Numbers and Stories

Devangshu Dutta

November 23, 2009

Apparently a letter to the editor of the National Observer (London) as far back as 1891 complained: “there are three kinds of falsehood: the first is a ‘fib,’ the second is a downright lie, and the third and most aggravated is statistics.” (Mark Twain famously paraphrased this in his autobiography as “lies, damned lies and statistics”.) Here is my definition of research and its output, and how it can be useful…

Just after noon, on a weekday, I bumped into a family acquaintance at one of the more successful shopping malls in the city.

The question, “What are you doing here?” was underlined by a mildly accusatory look and the subtext, “Why are you spending a week-day shopping?”

My response that I was “working” wasn’t enough; the further explanation that I was doing “research” received a dismissive smirk and ended the conversation. The fact is that I was repeating the time-honoured ritual of RBWA (research by walking around), with its seemingly aimless strolling, sidelong glances, and possibly turning over a hundred items in a dozen shops without reaching for the wallet even once. This is a ritual that is not taught in our temples of management learning. In fact, it is one of the many tens of methodologies that seem to be missed out during the course of our formal education. And very often, what we do get taught is so remote and opaque to most people that they will promptly forget it the moment they walk out of the examination hall.

I was reminded of this walk-about incident during a conversation with two members of the faculty of a professional institute on the subject of research. Most of their students, I had observed, had a narrow interpretation of research – focussed only on consumers being interrogated through a questionnaire. The students were working from the guidance they had received during the previous semesters at the institute.

Unfortunately, the students are not alone – this is also how too many people identify research, including many executives in decision-making positions. I have been frequently puzzled by the confident (brash?) statement I have heard many times: “We don’t need research.” It is only when I probe further do I, and they, discover that while they perhaps don’t need consumer surveys, there are large gaps in their decision making toolkit which can only be filled by inputs from various other kinds of research.

Sometimes the roots of that statement lie in the perception of research as an impenetrable jungle in which it is easy to get lost but difficult to find something immediately useful. Researchers, like all other vocations, have their own professional shorthand (also known as “jargon”) which they sometimes use to identify their own kind, and perhaps sometimes to exclude people who are not from the trade. Very often this jungle is created by “research-as-a-foreign-language”, which many executives are just too apprehensive or too busy to tackle.

————————

PROBLEMS:
1. In the essay on research, what does the abbreviation RBWA stand for?
2. Continue the essay on research from its last paragraph above, in the same voice.

COLLECTED MATERIAL:
————————

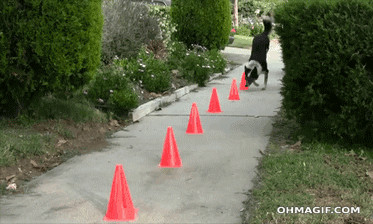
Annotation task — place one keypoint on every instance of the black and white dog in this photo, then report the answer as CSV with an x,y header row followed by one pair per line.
x,y
258,59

————————

RESPONSES BY TASK:
1. Research by walking around.

2.
But before you pick up the axe and start cutting away at the creepers of bi-variate analysis, quota samples, correlation and projective techniques, let me give you my very simple definition of research which I like to keep in mind when I am asked the question: “Do we need research?”

To me, research is the discovery and collation of diverse pieces of information from various sources, so that it can be analysed using multiple tools, to discover relationships, patterns and directions that can be used to draw conclusions and take decisions.

There is a purpose for which we would discover or collate that information. There may be a set of questions that we need to answer. We need to understand what are the various places where that information may lie, the different forms it might take or the different ways in which we might need to look at the information before anything useful emerges.

And, in the business context (as in many other situations), research is meant to come up with something that is applicable and directly beneficial to the business. So once we’ve got most of the answers we were looking for, it is certainly useful to stop and apply the newly gained knowledge rather than try to refine and perfect it to the infinite degree.

If this definition of research frames the context well enough for you, then you’re on the way to doing and using research well.

Despite the wealth of information available today, far too many bad business decisions are being made in the absence of good information, either because the executives have not bothered to carry out research, or have not had the capability or the time to question the research which is being presented to them.

Worse – perhaps because of the abundant data and the ease of access to it – today many business decisions that turn bad are taken on the basis of information that is presented by someone else (“secondary research” in research language), without questioning the validity of the conclusions, the structure of the study, the context in which the data was analysed. It’s almost as if we couldn’t be bothered to think, because someone has apparently already done the thinking for us – especially if it comes from a “reputable source”. (Ok, that might be smart sometimes. So let me give you a more graphic analogy – could you think of an adult bird regurgitating pre-digested food to feed the chicks? Hmm, not so pleasant an image after all, is it?)

Also, research (especially the number-oriented kind) seems too dry for most people to take in. And I think that is one place market researchers could do themselves a huge benefit if they could tell the story – especially a story with a moral at the end. That is, create the picture for the user as to what all of that information means in simple language, and also show the user how to use the information in the context of his situation or problem. Bedtime stories during childhood and good movies in adulthood work well because there is a coherent narrative, a start, a middle that is interesting and an ending that stays in the mind. You can see the relationships between the characters, and the consequences of those relationships. A good research project report could be seen as something very similar.

Having said that, of course, there are also some researchers go far beyond, who would never let boring facts get in the way of a good story! Apparently a letter to the editor of the National Observer (London) as far back as 1891 complained: “there are three kinds of falsehood: the first is a ‘fib,’ the second is a downright lie, and the third and most aggravated is statistics.” (Mark Twain famously paraphrased this in his autobiography as “lies, damned lies and statistics”.)

How many stores can you think of which are located at sites where their chances of success are exactly the same as that of a snowball in hell? How many products or brand launches come to mind, where you wondered, “what is this company thinking?!” Of course, there would have been pre-launch studies which would have showed just how successful these would be, where the stories were possibly based more on imagination than on facts.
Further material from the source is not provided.